**CHALLENGE**
Copy the stretch of entries from the line containing "Practice step: find the wooden spoon" through the end of the entries, reproducing every line. Shift each coordinate by adding -52 to both of its numbers.

**ROWS**
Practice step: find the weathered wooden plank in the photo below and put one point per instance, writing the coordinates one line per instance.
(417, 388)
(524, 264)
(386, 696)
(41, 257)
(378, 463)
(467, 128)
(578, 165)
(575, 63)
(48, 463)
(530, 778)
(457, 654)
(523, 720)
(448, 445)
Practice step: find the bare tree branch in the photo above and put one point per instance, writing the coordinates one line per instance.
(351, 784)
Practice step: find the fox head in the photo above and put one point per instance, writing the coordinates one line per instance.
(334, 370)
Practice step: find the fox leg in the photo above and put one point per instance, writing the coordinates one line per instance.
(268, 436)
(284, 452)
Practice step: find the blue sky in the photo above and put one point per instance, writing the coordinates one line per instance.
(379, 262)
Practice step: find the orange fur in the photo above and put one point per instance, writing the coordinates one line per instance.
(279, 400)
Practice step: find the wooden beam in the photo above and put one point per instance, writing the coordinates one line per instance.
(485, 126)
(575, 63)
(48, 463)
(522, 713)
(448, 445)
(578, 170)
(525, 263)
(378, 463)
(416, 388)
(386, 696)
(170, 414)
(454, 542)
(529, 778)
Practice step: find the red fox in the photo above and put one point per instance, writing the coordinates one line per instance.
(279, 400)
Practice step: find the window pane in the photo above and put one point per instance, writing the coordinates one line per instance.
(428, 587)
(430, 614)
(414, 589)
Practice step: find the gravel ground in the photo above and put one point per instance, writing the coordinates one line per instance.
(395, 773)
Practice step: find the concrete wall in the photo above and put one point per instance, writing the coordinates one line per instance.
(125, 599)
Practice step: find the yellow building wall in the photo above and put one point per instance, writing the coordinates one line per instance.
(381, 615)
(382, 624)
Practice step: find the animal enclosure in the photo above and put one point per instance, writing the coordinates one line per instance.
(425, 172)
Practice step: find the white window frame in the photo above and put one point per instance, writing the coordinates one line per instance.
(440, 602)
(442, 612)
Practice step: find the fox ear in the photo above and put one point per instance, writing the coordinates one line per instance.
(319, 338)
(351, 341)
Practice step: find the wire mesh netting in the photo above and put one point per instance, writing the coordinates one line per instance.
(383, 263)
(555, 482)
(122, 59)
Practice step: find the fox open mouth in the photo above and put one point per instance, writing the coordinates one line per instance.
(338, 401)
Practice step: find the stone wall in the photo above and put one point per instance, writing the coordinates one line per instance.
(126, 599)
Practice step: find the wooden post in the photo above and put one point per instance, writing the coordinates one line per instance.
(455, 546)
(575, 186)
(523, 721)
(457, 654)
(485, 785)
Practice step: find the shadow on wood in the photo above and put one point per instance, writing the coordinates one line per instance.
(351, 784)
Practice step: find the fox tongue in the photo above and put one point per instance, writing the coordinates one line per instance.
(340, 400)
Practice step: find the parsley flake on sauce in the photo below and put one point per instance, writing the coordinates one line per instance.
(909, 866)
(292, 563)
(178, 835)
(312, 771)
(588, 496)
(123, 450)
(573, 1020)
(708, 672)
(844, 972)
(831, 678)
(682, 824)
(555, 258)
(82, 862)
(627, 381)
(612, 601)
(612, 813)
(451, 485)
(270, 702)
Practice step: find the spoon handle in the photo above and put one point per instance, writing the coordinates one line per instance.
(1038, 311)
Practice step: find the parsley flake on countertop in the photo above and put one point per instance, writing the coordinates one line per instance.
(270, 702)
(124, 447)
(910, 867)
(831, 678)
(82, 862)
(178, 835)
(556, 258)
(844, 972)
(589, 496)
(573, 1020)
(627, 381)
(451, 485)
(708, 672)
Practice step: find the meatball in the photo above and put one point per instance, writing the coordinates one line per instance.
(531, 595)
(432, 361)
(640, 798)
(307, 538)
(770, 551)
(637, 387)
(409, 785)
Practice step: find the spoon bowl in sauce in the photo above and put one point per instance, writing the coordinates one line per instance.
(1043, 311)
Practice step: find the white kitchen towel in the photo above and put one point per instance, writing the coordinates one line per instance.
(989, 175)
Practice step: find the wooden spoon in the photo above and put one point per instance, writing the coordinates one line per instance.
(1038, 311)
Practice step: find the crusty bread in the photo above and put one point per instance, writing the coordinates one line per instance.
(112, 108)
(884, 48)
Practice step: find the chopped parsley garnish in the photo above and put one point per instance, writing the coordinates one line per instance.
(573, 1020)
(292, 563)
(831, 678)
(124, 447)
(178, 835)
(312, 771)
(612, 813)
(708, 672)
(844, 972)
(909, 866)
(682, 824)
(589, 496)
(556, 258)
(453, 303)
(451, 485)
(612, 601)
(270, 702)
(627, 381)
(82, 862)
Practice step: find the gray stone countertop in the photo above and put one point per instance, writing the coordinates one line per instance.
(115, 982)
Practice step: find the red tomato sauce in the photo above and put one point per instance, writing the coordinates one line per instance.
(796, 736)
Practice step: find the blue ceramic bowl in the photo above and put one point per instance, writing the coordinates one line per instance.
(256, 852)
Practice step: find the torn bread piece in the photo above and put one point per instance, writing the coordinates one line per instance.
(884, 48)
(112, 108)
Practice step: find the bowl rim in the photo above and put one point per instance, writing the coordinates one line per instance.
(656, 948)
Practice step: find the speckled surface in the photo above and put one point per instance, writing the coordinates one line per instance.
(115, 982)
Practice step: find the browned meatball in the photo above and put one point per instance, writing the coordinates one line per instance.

**EXERCISE RESULT**
Practice step: find the wooden spoon in the photo above and put one point per instance, writing the coordinates one line per instance.
(986, 259)
Practice step: find the crusty bread in the photo above and put one point per instance, writing the coordinates one line per instance.
(60, 56)
(832, -4)
Practice step: find the chopped parsley garnish in the photo above and put one point per instance, writing the coordinates one line per instance.
(521, 968)
(240, 511)
(779, 626)
(72, 395)
(126, 783)
(260, 719)
(560, 761)
(656, 620)
(792, 920)
(857, 814)
(630, 772)
(537, 444)
(504, 206)
(401, 251)
(399, 433)
(560, 549)
(218, 650)
(575, 329)
(30, 810)
Practice step: find the gray stone countertop in the photo above and put one point per instance, writing the coordinates one line per instance.
(63, 930)
Practice step: find the red tomato sauce in the photo above and put one point per instance, writing the coordinates one line per instance.
(744, 684)
Practice step: find the blue ceramic bowl in the photo above and put one point per instance, writing the coordinates one line per instance.
(204, 800)
Practice step: find the torn bread piece in the photo above and put one point per instance, writing the coordinates one line per instance.
(832, -4)
(60, 56)
Practice step: find the bowl rim in the photo above and put one point per instance, writing the coordinates one line per instance.
(604, 896)
Practice step: find the speckled surface in the photo above and put one point per instance, writing the coordinates one line per instance.
(63, 930)
Practice step: find the browned meatball in the photo above and put one point per instance, writing the coordinates one line per instance.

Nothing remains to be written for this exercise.